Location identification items
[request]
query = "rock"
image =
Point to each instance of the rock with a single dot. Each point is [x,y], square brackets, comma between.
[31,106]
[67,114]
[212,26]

- [Given instruction]
Each line of the listing should be echoed back exactly.

- [Output]
[request]
query = "rock"
image =
Point to each instance of the rock with a single dot. Each point is [x,y], square brackets, comma between.
[31,106]
[67,114]
[212,26]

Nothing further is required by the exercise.